**TASK DESCRIPTION**
Decide whether each statement agrees with the psychiatrist's testimony below. Answer yes or no for each, and quote the deciding words.
1. The psychiatrist held that acknowledgement of causing injury was necessary for managing the risk.
2. The psychiatrist accepted that the children's physical safety outranked their attachment issues.
3. The psychiatrist agreed with the HSE's assessment of the breach of the supervision conditions.

**PASSAGE FOR REVIEW**
He said neither of the parents had a propensity to aggression. “If either of them inflicted an injury of this kind then it happened in the context of dissociated experience. I do not think it was intentional.”
Failure to acknowledge responsibility could be for various reasons. It could be because those responsible were likely to be charged, or because of society’s view. But also they may not be aware of causing the injuries, he said.
Asked if acknowledgement of causing injury was necessary from the point of view of managing the risk, he said: “Not necessarily from the point of view of risk. If this happened in a dissociated state and during the loss of control, acknowledgement would be more likely if the person went into treatment.”
Asked about comments from a psychologist for the HSE, contained in a report, about the parents’ “deceit”, he said that the relationship of a HSE psychologist with the parents of children who were being taken into care was not a clinical relationship. “It would indicate some sort of disturbance to disclose information to the detriment of their welfare or the welfare of their case. It would be completely naïve to expect the person to trust you. Expecting trust is a failure to understand the power imbalance.”
He said the breach of the supervision conditions that had occurred the previous September seemed to be a major incident in the HSE’s re-evaluation of the parents. He did not agree with this assessment of the breach.
Asked about the fact that phone texts acquired by the Gardaí for their own purposes and acquired by the HSE showed trouble in the relationship, he said: “I am not surprised at that. We know such proceedings are associated with marriage break-up. What comes through is [the father] being reassuring to [the mother]. They spend their time dealing with difficult children. You have to admire their ability to do it instead of picking on little details. These are very committed parents.”
Asked by the HSE barrister what his role was in the proceedings, he said it was to look at the attachment profile of the children and the psychiatric aspects of the case. Asked if it was not an artificial exercise to look at attachment in the context of B’s injuries, he said: “No, you have to look at context. There is a danger in a situation like this that one can’t look beyond the injuries, and look at every aspect including the relationships within the family, which will inform future decisions.” He said he accepted the physical safety of the children had to be secured and that it outranked the attachment issues of the children.
The HSE barrister put it to him that there had been two, possibly three, events over two to three weeks where B suffered serious injuries. “Are you saying this has no importance for the safety of the children?” “No, of course it does,” replied the psychiatrist. “If the court decides one person is culpable that person should be excluded.”
“Are you saying that a person could be going around doing this and not be aware of it?” asked the barrister. “Possibly, yes,” the psychiatrist replied. “There is no evidence of aggression.” Asked whether the phone texts referring to shouting did not indicate aggression, he said this was not pervasive or continual.
Asked about removing the children and having them establish an attachment to foster parents and then, if things improved, moving them back, the psychiatrist said: “That is a complete misunderstanding of attachment. You can’t replace one [attachment figure] with another. Each time you move the children you cause attachment disorganisation for the children.” He said he thought there was a more nuanced way of protecting the children without removing them from their parents, which was a highly disruptive experience.

**DATA FOR REVIEW**
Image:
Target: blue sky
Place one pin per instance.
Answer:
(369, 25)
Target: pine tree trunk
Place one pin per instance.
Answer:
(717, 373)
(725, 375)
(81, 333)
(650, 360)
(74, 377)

**WRITTEN RESPONSE**
1. No: "Not necessarily from the point of view of risk."
2. Yes: "it outranked the attachment issues of the children."
3. No: "He did not agree with this assessment of the breach."